- Task directions -
After locating "e.g. [[100, 15]]" in the listing below, copy that line and each one after it exactly, ending with the line that has "e.g. [[351, 386]]".

- Extracted records -
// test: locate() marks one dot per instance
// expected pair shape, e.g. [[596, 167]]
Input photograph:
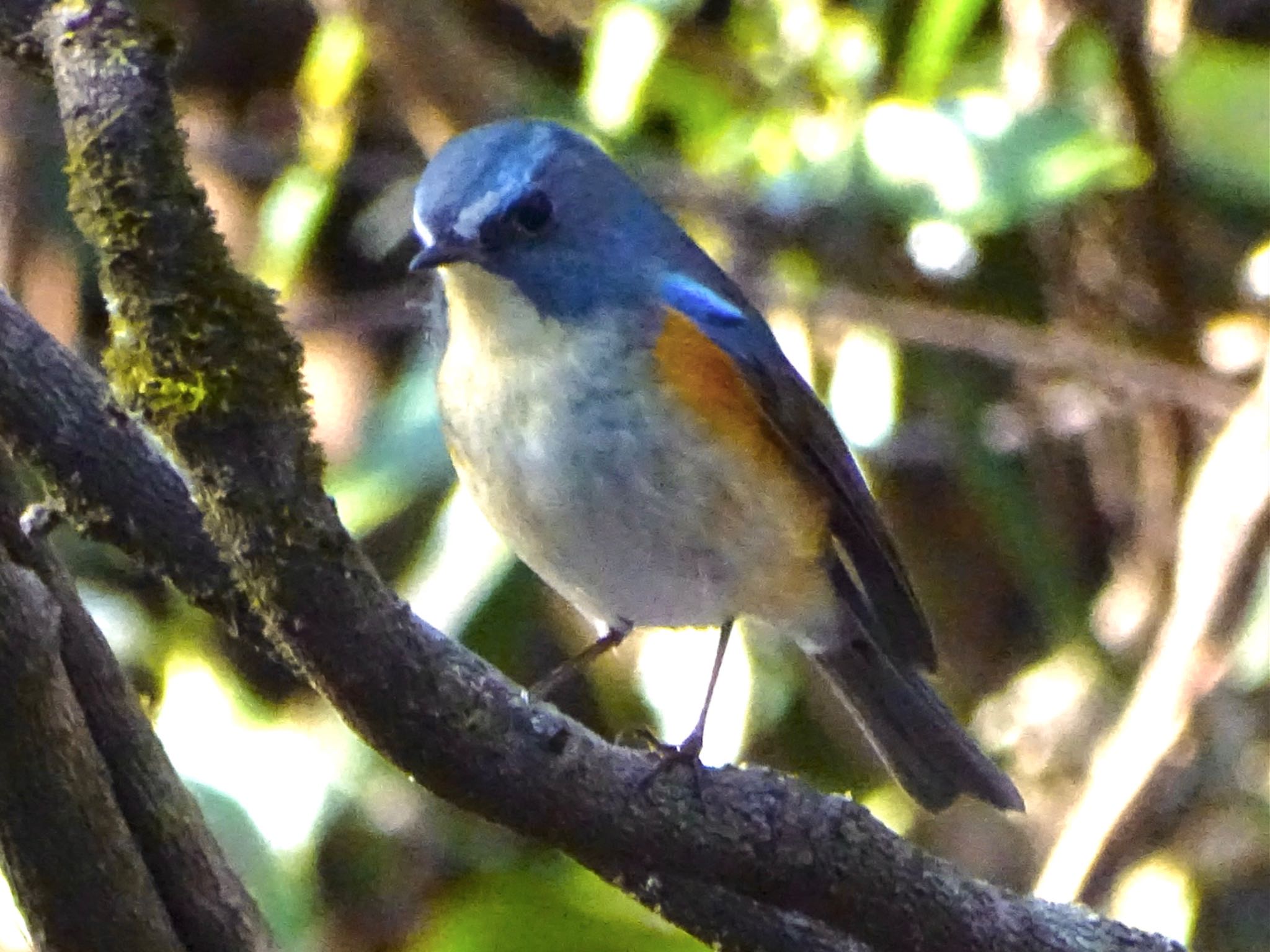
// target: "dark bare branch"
[[203, 355]]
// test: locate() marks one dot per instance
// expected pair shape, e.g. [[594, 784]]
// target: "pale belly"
[[616, 498]]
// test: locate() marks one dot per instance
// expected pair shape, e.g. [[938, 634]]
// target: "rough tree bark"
[[756, 861]]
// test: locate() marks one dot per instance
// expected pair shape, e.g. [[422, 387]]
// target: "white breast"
[[613, 496]]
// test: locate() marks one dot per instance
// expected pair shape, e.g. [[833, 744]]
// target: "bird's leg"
[[611, 639], [690, 751]]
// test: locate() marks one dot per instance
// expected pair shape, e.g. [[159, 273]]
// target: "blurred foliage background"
[[1020, 247]]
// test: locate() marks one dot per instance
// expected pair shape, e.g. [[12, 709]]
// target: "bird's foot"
[[686, 754]]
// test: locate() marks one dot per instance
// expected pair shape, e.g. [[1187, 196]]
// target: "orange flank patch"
[[704, 377], [766, 488]]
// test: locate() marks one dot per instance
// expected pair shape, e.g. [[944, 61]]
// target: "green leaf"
[[935, 40]]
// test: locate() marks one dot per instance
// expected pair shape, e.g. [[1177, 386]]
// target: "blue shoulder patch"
[[698, 301]]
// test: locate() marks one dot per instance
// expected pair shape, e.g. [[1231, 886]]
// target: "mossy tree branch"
[[102, 781], [201, 352]]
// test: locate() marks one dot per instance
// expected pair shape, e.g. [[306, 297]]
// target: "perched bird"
[[626, 420]]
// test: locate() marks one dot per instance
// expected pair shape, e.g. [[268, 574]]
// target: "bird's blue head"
[[545, 208]]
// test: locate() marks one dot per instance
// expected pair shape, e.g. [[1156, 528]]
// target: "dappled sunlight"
[[463, 563], [278, 771], [623, 51], [864, 391], [1156, 894], [673, 669]]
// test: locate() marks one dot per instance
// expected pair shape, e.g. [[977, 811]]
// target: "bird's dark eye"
[[531, 214]]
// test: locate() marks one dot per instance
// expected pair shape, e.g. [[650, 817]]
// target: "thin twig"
[[1222, 522]]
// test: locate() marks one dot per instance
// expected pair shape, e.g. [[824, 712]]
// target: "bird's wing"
[[874, 584]]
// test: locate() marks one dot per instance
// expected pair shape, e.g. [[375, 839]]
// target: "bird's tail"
[[912, 730]]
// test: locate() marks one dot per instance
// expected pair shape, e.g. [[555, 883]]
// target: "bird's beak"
[[442, 250]]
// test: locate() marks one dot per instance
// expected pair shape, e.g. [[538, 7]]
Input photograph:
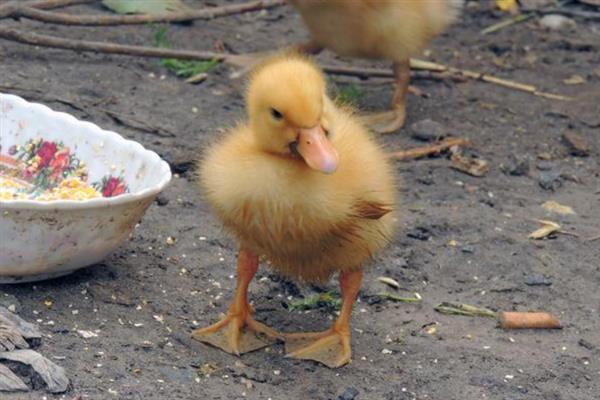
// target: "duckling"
[[378, 29], [303, 184]]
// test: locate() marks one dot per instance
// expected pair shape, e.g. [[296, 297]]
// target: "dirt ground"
[[462, 239]]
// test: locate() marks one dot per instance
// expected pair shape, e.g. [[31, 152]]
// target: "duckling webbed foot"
[[238, 332], [331, 347]]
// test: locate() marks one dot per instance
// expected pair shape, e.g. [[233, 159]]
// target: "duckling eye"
[[276, 114]]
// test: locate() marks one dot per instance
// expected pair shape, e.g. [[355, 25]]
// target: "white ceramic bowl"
[[45, 239]]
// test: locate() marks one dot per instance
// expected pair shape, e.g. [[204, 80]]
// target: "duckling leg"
[[392, 120], [238, 332], [250, 60], [331, 347]]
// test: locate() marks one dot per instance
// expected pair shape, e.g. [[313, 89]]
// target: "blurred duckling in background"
[[378, 29], [302, 184]]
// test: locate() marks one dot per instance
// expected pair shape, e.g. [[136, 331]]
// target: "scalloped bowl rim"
[[98, 202]]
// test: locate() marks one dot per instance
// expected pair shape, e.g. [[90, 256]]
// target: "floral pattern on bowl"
[[43, 151], [43, 164]]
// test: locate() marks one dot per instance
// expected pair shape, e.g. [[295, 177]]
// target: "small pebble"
[[468, 249], [550, 180], [556, 22], [162, 200], [537, 280], [516, 165], [428, 130], [349, 394]]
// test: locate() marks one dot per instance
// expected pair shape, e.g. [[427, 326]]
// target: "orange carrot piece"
[[528, 320]]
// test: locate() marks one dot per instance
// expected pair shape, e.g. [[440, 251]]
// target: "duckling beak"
[[316, 150]]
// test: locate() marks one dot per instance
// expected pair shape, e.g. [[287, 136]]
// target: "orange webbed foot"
[[237, 334], [331, 348]]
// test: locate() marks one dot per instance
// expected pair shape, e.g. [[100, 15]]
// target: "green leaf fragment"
[[464, 309], [152, 7], [327, 299]]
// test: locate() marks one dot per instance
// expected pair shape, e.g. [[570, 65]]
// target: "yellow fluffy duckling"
[[378, 29], [303, 184]]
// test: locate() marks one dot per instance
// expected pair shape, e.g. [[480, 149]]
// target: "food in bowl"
[[45, 170], [70, 192]]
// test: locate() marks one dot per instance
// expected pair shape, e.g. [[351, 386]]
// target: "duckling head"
[[286, 104]]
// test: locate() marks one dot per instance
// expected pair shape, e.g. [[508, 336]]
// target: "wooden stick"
[[111, 48], [528, 320], [436, 148], [108, 20], [8, 9], [431, 66], [593, 238]]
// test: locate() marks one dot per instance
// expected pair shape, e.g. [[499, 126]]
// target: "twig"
[[108, 20], [364, 73], [593, 238], [431, 66], [464, 309], [8, 9], [568, 233], [507, 22], [139, 125], [111, 48], [436, 148], [393, 297], [572, 13]]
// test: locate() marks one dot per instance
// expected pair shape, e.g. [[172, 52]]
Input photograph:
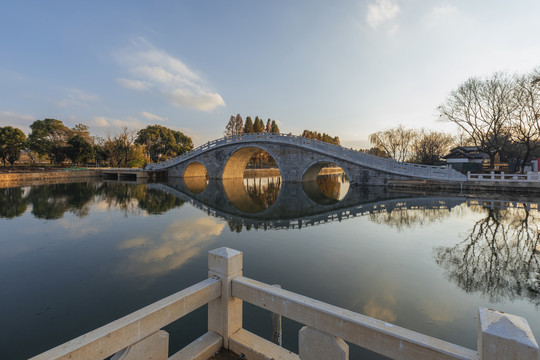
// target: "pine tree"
[[231, 127], [238, 125], [248, 126], [258, 125], [275, 128]]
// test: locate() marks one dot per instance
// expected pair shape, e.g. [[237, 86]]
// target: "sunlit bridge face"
[[325, 183], [196, 177], [254, 180]]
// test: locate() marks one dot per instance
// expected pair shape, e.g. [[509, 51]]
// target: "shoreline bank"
[[45, 177]]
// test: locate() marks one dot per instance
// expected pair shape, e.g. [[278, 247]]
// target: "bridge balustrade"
[[138, 335], [337, 151]]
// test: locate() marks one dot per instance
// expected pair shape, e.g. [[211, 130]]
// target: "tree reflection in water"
[[499, 258], [51, 202], [263, 191], [328, 189], [403, 217], [12, 202]]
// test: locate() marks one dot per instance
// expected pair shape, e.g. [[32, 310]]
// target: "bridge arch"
[[237, 161], [195, 169], [324, 191]]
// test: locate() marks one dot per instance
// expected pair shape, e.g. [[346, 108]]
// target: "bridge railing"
[[528, 177], [358, 157], [500, 336]]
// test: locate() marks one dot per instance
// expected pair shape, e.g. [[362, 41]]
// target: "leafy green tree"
[[80, 150], [12, 202], [161, 142], [235, 126], [158, 141], [49, 137], [183, 142], [321, 137], [248, 126], [12, 141]]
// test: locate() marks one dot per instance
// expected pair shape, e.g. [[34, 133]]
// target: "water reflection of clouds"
[[181, 241], [77, 229], [380, 308]]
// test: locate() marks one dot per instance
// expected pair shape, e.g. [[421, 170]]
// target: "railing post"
[[277, 337], [504, 336], [225, 312], [317, 345]]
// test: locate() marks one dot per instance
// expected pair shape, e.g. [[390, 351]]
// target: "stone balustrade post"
[[318, 345], [225, 312], [504, 336]]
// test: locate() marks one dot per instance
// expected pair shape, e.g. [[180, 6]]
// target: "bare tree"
[[430, 146], [482, 108], [525, 122], [396, 142], [498, 258]]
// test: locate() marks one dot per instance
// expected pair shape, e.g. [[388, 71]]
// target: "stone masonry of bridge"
[[299, 159]]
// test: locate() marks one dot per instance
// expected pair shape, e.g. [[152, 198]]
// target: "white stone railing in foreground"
[[351, 155], [138, 335], [528, 177]]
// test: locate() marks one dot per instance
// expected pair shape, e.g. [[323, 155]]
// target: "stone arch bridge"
[[299, 159]]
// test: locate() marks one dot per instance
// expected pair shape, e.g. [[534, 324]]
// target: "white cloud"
[[155, 69], [130, 122], [152, 117], [201, 100], [133, 84], [21, 121], [76, 97], [381, 12]]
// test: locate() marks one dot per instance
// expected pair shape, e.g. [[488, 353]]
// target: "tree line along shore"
[[498, 114]]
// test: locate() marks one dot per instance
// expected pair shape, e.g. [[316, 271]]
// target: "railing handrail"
[[138, 335], [531, 176], [119, 334], [354, 156], [369, 333]]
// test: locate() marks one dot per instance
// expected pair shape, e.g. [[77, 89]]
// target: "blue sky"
[[347, 68]]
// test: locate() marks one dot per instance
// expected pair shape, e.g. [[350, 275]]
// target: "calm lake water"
[[76, 256]]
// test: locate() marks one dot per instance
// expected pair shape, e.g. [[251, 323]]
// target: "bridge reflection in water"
[[499, 257]]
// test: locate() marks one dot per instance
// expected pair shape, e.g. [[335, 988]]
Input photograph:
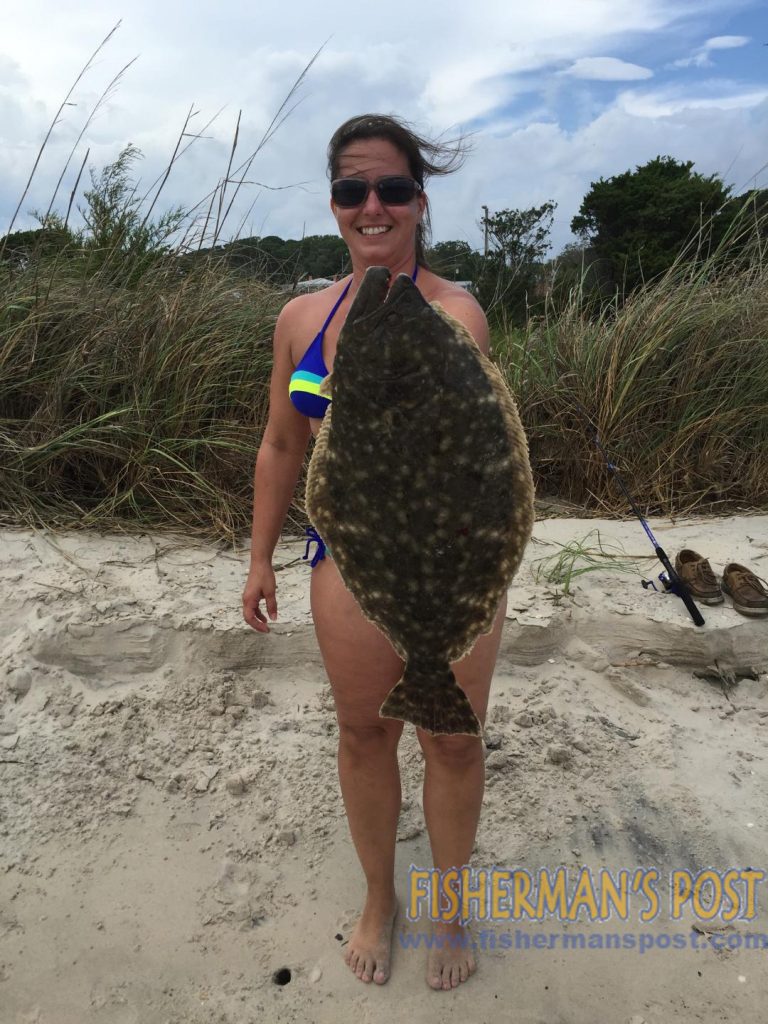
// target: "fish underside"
[[420, 484]]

- Expected output -
// expected pair shape, e.g. [[100, 15]]
// target: "green leaf fragment"
[[464, 309], [152, 7], [327, 299]]
// test: locate() marks one dot per instance
// expected pair shape, e.g. [[570, 65]]
// target: "yellow fluffy duckling"
[[378, 29], [303, 184]]
// test: locate() marks one dot per instance
// expected pair shape, e.g. [[480, 149]]
// target: "food in bowl"
[[45, 170], [70, 192]]
// test: locate() marks one dot per instance
// expected pair shape, e.g. [[351, 386]]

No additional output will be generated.